Dover-Foxcroft Centennial Celebration set for Saturday

DOVER-FOXCROFT — On Saturday, Aug. 6 Dover-Foxcroft will celebrate its 100th anniversary of “Dover” and “Foxcroft” becoming one town. Festivities will run all day, including a parade highlighting 100 years of history, a vendor fair, a historical bus/walking tour, a beach party, and finally, a fireworks display after dark at the public beach (Greeley’s Landing Road to Cotton Brook Road). Parking will be available at the marina.

“This homecoming weekend will be special,” said Denise Buzzelli, Piscataquis Chamber of Chamber executive director. “The parade theme is ‘Celebrating 100 Years of History’, where each float will portray a time or event having occurred within the last 100 years.”

Festivities will begin in the downtown square at 9 a.m. with a vendor street fair, running until 2 p.m., to include crafters and food trucks. Parade participants can arrive at the south entrance of the Piscataquis Valley Fairgrounds to line up as early as 7 a.m. The floats will move out at 10 a.m., traveling from Fairview Avenue to Summer Street to North Street, over the bridge to East Main Street, through the center of town to Rowell’s Garage, turning left over Essex Street bridge, back to Fairview Avenue, ultimately returning to the fairgrounds.
#####
> [Tasks]:
1: In the centennial celebration article, at what time do the parade floats move out?
2: List every festivity that the centennial celebration article names in its first paragraph.
3: Please extend the centennial celebration article past its last sentence.
The lines below the article come from a separate source.

> [Supplied data]:
#####
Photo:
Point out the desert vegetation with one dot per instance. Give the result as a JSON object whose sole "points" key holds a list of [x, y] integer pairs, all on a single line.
#####
> [Responses per task]:
1: 10 a.m.

2: A parade highlighting 100 years of history, a vendor fair, a historical bus/walking tour, a beach party, and a fireworks display after dark at the public beach.

3:
Observer file photo/Stuart Hedstrom
DOVER-FOXCROFT CENTENNIAL — The Dover-Foxcroft Shiretown Homecoming parade in August 2017 celebrated the 95th anniversary of the union of the towns of Dover and Foxcroft. Representing the municipal merger was engaged couple Kylie Sands and James Watson. The 100th anniversary will be celebrated on Saturday, Aug. 6.

Once all floats have returned, the closure at Fairview Avenue and Summer Street will be reopened for floats to depart. Detour signs will be placed across town and additional signage will be placed closer to the outskirts of town several days preceding the event to raise awareness of the road closures. Locals are also asked not to park on the Pleasant Street side of the square from 6 a.m. to 3 p.m. as vendors will be set up there.

The Dover-Foxcroft Historical Society will be holding a tour of homes and businesses, beginning at Rowell’s Garage at 1 p.m., walk or ride. An informational booklet will be included. Donations to the historical society are appreciated.

The Homecoming after-party at the public beach kicks off between 5-6 p.m. and concludes with the fireworks show. Food will be available, as well as music from DJ Bobby Hartford. Two shuttle buses will run from the Piscataquis Valley Fairgrounds to the beach, at 7:30 and 8:30 p.m., and run back to the fairgrounds after the fireworks show.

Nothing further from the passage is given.